* Start Exercise data *

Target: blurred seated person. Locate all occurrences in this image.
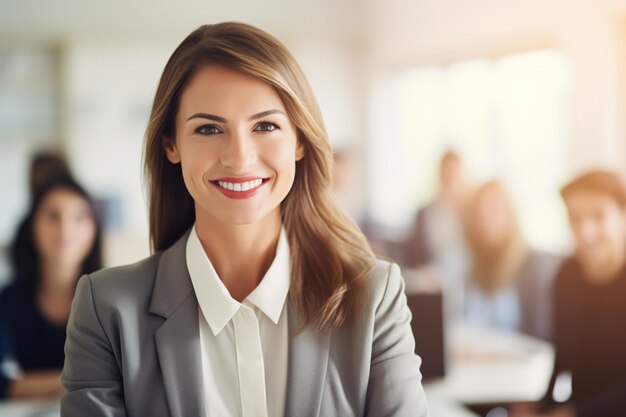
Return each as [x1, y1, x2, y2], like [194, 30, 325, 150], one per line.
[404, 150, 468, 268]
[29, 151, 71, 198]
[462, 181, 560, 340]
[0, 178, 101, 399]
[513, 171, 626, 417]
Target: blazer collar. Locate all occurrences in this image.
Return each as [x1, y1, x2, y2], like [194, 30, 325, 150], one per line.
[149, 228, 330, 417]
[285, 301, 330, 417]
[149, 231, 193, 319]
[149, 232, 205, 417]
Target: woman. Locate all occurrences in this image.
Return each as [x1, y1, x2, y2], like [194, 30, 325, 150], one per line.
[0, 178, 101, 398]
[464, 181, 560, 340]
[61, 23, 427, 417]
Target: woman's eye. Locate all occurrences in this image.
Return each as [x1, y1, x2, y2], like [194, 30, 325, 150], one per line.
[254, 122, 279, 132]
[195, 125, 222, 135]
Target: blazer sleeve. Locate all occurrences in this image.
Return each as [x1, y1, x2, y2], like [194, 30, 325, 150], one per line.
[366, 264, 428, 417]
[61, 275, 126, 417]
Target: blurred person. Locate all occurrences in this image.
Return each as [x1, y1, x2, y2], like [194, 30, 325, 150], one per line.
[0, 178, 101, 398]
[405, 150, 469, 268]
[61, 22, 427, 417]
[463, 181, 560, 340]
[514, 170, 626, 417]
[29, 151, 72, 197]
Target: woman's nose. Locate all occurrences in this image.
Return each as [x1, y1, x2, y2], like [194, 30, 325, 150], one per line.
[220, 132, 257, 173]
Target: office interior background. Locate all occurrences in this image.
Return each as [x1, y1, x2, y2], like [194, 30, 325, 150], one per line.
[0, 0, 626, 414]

* End Exercise data *

Please format every line of the records above as a JSON list of strings, one string per line, with blank lines omitted. Leave the pictures out.

◆ **Solved problem**:
[
  "Target: blurred seated person. Locate all occurrences in this image.",
  "Return each as [x1, y1, x2, y2], like [194, 30, 325, 150], one per line.",
  "[404, 150, 468, 268]",
  "[29, 151, 71, 198]",
  "[462, 181, 560, 340]",
  "[0, 178, 101, 399]",
  "[513, 171, 626, 417]",
  "Target: blazer collar. Locate all occurrences in this image.",
  "Return each as [x1, y1, x2, y2], like [194, 30, 325, 150], one per line.",
  "[149, 228, 330, 417]",
  "[285, 301, 330, 417]",
  "[149, 231, 193, 319]",
  "[149, 232, 205, 417]",
  "Target: woman. Locate all occurrences in this image.",
  "Return each as [x1, y1, x2, y2], like [194, 30, 325, 150], one per line.",
  "[0, 178, 101, 398]",
  "[464, 181, 560, 340]",
  "[61, 23, 427, 417]",
  "Target: woman's eye. Locate all occurrences in this image.",
  "Return each as [x1, y1, x2, y2], like [194, 30, 325, 150], one per line.",
  "[254, 122, 279, 132]",
  "[195, 125, 222, 135]",
  "Target: blazer sleeve. Locate all occurrences in this image.",
  "Return each as [x1, y1, x2, y2], like [194, 30, 325, 150], one per line.",
  "[366, 264, 428, 417]",
  "[61, 275, 126, 417]",
  "Target: blurred person. Locate all occurrences in this image.",
  "Return each as [x1, y1, x2, y2], like [194, 30, 325, 150], one per line.",
  "[0, 178, 101, 398]",
  "[405, 150, 469, 268]",
  "[61, 22, 427, 417]",
  "[463, 181, 560, 340]",
  "[514, 170, 626, 417]",
  "[29, 151, 72, 197]",
  "Target: woman's nose. Locate all occurrences in this image.",
  "Return each as [x1, y1, x2, y2], like [194, 30, 325, 150], one per line.",
  "[220, 132, 257, 173]",
  "Target: office interior background. Locate all occurrences in this image.",
  "Return each as [x1, y1, x2, y2], like [194, 30, 325, 150], one per line.",
  "[0, 0, 626, 414]"
]